§ PAGE
+--

Just the other day, President Biden took to the pages of the Wall Street Journal to reassure Americans the government is doing something about the greatest economic challenge they face. Biden says this is inflation when that’s neither the actual affliction nor our greatest threat. On the contrary, recession probabilities have sharply risen as the real economy slows down given the emerging downside to last year’s supply shock.

One thing we might agree on, the President told the country to expect a slowdown primarily in the labor market from here on. In consultation with the rate-hikers at the Fed, he’s been coached into the Phillips Curve – pretending that the Federal Reserve’s policies will cool down a supposedly red-hot labor market therefore no one need worry about consumer prices over the months ahead.



But even Biden says they will need to get used to lesser job growth though as a matter of choice. The possibility remains, however, that it isn’t his or anyone’s option and the outcome could be fewer outright jobs (as last month’s Household Survey already showed) if he’s wrong regarding this Phillips Curve nonsense.

Today’s ISM data for the domestic manufacturing clutter, for example, has already reached the same conclusion as the President. While the headline number ticked modestly higher, not significant (56.1 from 55.4), the employment component dropped below 50.

+--

(A run of records)
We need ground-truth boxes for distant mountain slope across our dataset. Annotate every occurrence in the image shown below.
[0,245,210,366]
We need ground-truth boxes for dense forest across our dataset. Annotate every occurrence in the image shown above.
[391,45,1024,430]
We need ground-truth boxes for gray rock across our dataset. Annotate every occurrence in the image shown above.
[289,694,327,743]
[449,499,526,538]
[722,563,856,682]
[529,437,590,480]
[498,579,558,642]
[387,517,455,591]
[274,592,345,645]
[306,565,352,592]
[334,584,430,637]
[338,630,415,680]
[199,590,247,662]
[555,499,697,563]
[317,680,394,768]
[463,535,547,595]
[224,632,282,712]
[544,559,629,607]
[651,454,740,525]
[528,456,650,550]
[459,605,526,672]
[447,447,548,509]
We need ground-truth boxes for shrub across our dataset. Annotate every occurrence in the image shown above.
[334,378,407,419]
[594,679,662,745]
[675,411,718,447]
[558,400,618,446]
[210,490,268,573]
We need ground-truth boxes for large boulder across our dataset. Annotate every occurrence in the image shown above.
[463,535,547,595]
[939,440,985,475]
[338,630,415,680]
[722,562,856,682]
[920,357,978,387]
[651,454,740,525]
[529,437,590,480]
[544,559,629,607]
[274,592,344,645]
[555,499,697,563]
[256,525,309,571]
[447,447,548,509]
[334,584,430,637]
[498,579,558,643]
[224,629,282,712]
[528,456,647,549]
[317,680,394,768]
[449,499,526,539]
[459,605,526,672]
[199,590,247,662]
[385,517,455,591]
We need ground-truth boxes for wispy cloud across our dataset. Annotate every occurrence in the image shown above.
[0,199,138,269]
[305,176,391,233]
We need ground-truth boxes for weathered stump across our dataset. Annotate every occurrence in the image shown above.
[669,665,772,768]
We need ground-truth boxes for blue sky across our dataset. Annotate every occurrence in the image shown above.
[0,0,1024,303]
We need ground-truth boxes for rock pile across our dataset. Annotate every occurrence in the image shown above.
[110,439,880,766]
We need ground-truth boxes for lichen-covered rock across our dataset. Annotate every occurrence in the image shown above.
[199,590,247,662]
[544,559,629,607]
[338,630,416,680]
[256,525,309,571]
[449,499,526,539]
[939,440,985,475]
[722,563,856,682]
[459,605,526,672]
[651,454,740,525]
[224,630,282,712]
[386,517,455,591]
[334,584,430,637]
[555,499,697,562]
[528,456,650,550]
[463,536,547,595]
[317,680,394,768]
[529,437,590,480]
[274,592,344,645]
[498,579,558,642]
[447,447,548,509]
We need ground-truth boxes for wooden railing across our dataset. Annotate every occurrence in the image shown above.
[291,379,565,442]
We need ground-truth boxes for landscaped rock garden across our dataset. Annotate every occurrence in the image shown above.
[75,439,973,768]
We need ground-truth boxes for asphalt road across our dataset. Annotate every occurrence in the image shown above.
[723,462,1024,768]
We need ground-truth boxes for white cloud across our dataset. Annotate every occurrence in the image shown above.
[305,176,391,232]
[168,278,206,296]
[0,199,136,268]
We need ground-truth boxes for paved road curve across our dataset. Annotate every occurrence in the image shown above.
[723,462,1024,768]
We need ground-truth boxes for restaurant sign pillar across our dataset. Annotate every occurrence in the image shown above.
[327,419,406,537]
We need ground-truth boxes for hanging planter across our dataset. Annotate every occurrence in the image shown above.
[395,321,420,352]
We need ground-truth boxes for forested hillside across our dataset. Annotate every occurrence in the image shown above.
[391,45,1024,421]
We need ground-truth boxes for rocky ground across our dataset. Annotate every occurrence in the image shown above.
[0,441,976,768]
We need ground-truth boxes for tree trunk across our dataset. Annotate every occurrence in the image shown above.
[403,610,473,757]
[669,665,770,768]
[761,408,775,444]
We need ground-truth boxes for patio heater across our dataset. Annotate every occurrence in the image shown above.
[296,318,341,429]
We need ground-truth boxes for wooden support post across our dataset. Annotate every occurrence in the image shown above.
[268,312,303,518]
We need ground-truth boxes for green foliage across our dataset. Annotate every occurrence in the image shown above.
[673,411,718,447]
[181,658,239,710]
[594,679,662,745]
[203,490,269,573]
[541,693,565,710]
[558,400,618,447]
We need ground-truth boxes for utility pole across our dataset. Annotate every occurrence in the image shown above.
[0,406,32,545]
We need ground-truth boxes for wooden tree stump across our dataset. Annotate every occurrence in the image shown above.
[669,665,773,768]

+--

§ TASK LIST
1. In the commentary on Biden and inflation, what value did the ISM headline number reach, and what was it before?
2. Carry the commentary on Biden and inflation forward from its final sentence.

§ SOLVED PROBLEMS
1. It rose to 56.1 from 55.4.

2.
After having attained a moderate peak of 56.3 back in March, the ISM’s employment component since declined sharply to 50.9 in April before now 49.6 for May. To begin with, why hasn’t this measure been so much better, particularly when compared to 2018-19?


Some citing the Phillips Curve as a basis would argue this is the labor shortage plotted via ISM data. Not likely at all, instead it’s what we see in the Establishment Survey where there are today fewer jobs overall (and in manufacturing) when compared to more than two years ago back in February 2020 (the May payroll figures will be released this Friday and are likely to show, you guessed it, substantial slowdown).

The generally lower ISM Employment index corresponds only-too-well with the consistently lower jobs level (not to mention the almost 5 million payrolls that never happened).

Biden said in the WSJ that what we should expect will be nothing worse than an overheated economy and labor market downshifting to take care of inflation (the theoretical Phillips Curve trade-off, accepting less employment for less consumer price gains). The result will be happy voters appreciating the economic stability (who is he, Xi now?) predicted by exploiting these Phillips Curve tradeoffs.

To that end, the US goods economy (manufacturing) has been the lone bright spot. The ISM has already indicated there’s definitely a downside where it comes to manufacturing, not just in terms of employment but also going forward with new orders (like the headline, up an insignificant amount 53.5 to 55.1 last month).



Yet, further out in front of these, the Federal Reserve’s various regional manufacturing surveys spelled more real trouble for May. Out of the five that I watch closely, four absolutely plunged; the lone exception Kansas City’s. The latest was, alarmingly, the Texas survey which really should be booming given oil prices (but we know never was).

Three out of the five have gone below zero, one (Philly) barely above, so that the average is now likewise a small minus. The various new orders indices among the quintet fared only a tiny bit better, their average down all the way to a mere +3.1.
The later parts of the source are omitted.